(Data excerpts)
----

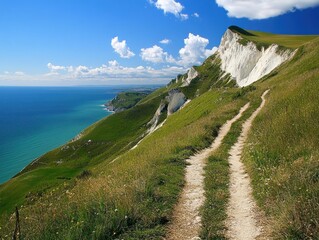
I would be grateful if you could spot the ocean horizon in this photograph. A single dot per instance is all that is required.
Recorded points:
(35, 120)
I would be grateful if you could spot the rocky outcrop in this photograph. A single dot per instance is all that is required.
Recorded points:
(245, 62)
(154, 121)
(191, 74)
(176, 100)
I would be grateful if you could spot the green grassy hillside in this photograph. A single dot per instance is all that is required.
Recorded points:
(126, 100)
(98, 188)
(266, 39)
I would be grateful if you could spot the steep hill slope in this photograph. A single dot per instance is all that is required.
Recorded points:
(98, 187)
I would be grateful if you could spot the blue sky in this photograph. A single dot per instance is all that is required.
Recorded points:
(100, 42)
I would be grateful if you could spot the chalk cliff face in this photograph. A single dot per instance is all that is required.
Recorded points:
(245, 63)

----

| Assignment |
The records must come back exactly, with their pictures removed.

| Result of this exercise |
I would be grateful if you could spot the ocean horizon in this photograph. A single dot per instance is all that is required.
Recorded points:
(35, 120)
I would be grateful if you could spot the rocky outcrop in this photograph. A single dot per instance is all that is required.
Recorded points:
(245, 62)
(154, 121)
(191, 74)
(176, 100)
I would be grateful if you could spot the green grassy hillside in this photograph. A single dot per instance is all that is required.
Recorded points:
(126, 100)
(98, 188)
(266, 39)
I would be grateful if you could spot the steep hill slope in this photograph. A single dot per instance is all that is required.
Recorded points:
(98, 187)
I would be grateful if you could spot the blue sky in this photograph. A single dot per instance is all that is required.
Recorded points:
(100, 42)
I would be grateful if you could spot the chalk cliff face in this photograph. A single dot per instance is all that is required.
Recorded points:
(245, 63)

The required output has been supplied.